**Exercise task**
Copy the line with "In this picture, where can the track" and all lines following it through the last line of the entries, exactly as written.

# Start of Data listing

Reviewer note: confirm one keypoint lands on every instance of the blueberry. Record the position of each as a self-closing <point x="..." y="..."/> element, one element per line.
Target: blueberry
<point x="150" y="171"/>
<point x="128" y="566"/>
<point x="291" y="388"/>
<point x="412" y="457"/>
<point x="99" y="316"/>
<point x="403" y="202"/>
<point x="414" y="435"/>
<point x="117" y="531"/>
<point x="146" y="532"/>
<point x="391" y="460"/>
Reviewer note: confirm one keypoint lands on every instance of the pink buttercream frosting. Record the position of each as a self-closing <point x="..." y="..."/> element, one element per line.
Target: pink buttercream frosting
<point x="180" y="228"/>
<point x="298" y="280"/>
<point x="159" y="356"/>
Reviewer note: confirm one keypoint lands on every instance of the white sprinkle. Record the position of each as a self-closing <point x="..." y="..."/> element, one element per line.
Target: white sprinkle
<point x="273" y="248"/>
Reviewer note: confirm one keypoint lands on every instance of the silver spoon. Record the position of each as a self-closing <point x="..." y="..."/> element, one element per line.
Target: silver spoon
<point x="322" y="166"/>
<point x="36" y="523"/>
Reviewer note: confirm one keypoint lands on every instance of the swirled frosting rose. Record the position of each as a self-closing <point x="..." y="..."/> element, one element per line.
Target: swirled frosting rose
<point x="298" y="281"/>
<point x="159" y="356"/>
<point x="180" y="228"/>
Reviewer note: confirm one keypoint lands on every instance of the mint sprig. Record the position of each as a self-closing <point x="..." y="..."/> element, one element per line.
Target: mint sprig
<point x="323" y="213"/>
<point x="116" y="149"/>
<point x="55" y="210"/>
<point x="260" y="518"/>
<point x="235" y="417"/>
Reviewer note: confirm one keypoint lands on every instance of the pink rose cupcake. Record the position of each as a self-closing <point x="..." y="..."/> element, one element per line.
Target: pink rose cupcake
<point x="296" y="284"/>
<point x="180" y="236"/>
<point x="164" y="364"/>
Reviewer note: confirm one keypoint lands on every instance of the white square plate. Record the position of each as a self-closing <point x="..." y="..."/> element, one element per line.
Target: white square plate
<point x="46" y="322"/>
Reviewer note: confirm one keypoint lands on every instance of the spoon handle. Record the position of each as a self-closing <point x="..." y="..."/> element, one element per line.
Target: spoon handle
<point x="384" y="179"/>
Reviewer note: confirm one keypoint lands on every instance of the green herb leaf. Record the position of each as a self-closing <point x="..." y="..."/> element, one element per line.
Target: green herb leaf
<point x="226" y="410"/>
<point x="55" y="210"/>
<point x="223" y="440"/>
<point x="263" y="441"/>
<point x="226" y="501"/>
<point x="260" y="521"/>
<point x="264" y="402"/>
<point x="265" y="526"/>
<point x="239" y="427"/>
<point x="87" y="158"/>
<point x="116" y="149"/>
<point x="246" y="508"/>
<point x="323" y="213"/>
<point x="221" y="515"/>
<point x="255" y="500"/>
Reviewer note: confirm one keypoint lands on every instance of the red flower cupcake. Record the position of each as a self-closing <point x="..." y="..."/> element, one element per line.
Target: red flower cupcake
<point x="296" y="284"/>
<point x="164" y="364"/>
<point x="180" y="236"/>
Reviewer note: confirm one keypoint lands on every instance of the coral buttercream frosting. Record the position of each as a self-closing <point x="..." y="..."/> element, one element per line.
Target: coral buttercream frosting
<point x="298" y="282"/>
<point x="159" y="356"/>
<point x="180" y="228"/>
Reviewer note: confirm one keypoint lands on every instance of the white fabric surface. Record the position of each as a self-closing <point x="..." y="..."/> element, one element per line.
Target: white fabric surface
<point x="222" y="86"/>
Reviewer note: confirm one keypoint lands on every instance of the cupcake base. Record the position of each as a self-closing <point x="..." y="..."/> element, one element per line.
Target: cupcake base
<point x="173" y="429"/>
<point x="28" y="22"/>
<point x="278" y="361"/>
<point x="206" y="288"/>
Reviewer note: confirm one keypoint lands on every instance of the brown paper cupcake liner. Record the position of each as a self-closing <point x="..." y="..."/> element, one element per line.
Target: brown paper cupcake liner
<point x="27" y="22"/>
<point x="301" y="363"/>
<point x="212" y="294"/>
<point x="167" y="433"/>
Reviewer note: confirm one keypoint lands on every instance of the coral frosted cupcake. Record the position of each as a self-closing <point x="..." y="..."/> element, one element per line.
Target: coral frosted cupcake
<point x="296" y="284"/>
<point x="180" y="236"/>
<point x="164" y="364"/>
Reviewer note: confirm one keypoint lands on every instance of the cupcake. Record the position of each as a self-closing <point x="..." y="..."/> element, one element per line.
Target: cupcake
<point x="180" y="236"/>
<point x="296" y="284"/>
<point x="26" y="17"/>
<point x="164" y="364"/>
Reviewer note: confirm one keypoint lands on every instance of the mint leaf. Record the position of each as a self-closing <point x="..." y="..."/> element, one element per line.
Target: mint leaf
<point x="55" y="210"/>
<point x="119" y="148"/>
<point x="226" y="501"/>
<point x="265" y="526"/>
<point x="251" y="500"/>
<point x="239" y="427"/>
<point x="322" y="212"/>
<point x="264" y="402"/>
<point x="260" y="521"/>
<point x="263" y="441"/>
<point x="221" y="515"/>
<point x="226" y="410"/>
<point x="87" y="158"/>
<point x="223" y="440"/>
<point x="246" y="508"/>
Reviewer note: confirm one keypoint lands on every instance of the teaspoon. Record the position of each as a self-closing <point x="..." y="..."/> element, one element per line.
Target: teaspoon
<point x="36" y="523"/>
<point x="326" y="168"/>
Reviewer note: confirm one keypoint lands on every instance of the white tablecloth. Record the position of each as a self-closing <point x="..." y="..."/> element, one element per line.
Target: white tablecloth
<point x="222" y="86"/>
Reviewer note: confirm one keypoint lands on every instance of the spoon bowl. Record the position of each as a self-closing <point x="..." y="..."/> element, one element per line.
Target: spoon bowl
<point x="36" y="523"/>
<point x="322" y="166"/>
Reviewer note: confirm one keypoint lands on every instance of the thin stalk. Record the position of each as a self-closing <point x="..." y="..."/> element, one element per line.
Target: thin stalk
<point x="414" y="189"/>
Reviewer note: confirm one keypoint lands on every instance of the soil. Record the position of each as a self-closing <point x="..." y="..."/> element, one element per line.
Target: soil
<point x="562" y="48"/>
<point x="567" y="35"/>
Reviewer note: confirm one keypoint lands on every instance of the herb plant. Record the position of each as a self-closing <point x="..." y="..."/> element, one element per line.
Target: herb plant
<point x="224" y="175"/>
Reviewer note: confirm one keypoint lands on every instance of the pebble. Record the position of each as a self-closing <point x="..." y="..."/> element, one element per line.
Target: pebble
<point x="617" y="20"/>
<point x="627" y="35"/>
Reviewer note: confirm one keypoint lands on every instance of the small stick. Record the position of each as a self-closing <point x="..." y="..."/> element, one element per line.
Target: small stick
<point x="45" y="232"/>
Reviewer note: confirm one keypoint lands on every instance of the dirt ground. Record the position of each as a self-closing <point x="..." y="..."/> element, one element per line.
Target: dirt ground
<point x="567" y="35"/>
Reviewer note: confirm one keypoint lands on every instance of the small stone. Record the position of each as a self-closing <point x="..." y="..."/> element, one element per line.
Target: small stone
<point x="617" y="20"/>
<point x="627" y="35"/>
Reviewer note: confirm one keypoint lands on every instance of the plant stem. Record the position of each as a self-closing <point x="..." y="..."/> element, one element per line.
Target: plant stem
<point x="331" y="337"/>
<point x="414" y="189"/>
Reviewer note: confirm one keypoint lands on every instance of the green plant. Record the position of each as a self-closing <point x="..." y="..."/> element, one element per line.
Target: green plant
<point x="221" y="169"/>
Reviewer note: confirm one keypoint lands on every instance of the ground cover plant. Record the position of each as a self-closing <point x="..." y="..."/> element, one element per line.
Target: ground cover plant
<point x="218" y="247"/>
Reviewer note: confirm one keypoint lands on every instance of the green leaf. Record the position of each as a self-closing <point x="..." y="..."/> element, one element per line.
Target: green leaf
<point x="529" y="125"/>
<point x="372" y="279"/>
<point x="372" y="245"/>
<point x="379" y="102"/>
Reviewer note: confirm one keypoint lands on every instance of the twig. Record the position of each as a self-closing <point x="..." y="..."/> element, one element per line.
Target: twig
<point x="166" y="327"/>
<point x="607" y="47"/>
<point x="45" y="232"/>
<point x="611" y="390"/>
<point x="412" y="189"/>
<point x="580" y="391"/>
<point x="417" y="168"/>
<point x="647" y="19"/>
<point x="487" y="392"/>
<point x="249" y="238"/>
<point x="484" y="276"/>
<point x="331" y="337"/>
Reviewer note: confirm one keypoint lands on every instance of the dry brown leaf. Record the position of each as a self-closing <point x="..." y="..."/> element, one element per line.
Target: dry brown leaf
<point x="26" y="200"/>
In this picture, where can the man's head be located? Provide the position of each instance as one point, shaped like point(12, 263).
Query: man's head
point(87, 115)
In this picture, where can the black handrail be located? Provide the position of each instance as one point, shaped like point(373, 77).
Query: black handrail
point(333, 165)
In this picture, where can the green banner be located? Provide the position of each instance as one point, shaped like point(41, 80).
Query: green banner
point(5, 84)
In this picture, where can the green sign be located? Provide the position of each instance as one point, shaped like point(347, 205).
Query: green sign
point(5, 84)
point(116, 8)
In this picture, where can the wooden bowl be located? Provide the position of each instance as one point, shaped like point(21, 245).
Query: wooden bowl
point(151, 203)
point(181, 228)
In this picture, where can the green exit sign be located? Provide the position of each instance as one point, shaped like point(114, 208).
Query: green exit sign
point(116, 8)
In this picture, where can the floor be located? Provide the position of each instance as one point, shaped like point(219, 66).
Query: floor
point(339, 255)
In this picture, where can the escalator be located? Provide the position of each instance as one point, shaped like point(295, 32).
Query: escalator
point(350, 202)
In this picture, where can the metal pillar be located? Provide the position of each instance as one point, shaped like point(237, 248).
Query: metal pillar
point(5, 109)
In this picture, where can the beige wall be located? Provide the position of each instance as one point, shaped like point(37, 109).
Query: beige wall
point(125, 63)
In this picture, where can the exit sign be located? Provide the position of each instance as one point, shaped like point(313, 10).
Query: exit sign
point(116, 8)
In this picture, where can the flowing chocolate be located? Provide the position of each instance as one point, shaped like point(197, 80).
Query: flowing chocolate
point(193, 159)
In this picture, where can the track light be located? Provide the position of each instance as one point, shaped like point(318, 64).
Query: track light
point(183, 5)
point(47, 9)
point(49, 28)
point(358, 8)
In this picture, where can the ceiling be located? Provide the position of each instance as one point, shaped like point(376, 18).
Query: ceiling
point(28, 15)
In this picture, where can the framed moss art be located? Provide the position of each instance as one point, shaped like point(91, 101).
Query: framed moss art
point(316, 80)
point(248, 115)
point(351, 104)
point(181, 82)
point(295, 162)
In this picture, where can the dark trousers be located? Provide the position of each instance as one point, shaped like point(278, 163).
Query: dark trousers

# End of Data listing

**Task result**
In this picture, where can the track light be located? Provide the position of each instance as one point, shaped like point(318, 64).
Query: track light
point(183, 5)
point(47, 9)
point(49, 28)
point(358, 8)
In this picture, where can the ceiling be located? Provide the position of each instance as one point, shaped like point(376, 18).
Query: ceiling
point(28, 15)
In this picture, where can the framed moss art be located? Provide the position of each instance as one point, shaped like point(91, 101).
Query: framed moss art
point(316, 80)
point(248, 115)
point(351, 104)
point(181, 82)
point(295, 162)
In this picture, where can the dark trousers be located? Provide the position of each instance as one point, shaped like point(278, 163).
Query: dark trousers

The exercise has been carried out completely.